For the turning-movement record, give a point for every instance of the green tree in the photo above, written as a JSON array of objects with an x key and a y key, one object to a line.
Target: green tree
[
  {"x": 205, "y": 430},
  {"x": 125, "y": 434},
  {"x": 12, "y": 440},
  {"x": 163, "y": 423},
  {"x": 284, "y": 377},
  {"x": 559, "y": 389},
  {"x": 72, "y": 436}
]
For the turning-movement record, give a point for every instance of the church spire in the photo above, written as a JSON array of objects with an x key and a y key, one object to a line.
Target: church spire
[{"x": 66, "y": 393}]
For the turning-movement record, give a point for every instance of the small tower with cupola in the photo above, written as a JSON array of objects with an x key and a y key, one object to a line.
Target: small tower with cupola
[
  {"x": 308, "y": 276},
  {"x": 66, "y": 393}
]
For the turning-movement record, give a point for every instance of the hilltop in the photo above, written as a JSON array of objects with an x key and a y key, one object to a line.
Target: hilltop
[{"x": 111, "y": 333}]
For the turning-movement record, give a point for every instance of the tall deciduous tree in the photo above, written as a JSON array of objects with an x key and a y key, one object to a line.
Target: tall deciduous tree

------------------------------------------------------------------------

All lines that hold the word "instance" should be copied from the data.

For the turning-movement record, give a point for every instance of the green tree in the photo above, written as a JSON array of objects with an x key and a y key, one object to a line.
For the turning-movement record, give a point for every instance of the church spire in the photo above, written as a JSON array of objects with an x key and a y key, one object to a line.
For the turning-movement record, give a point for every instance of the small tower with cupola in the photo above, written as a JSON array of objects with an x key and a y key, one object to a line.
For the turning-movement record, give a point for every instance of the hilltop in the photo above, written as a JSON array of objects with an x key and a y key, one object to a line.
For the turning-movement record, give a point for every instance of the tall deciduous tree in the photo above, written as a JSON array of objects with an x key and a y key, one object to a line.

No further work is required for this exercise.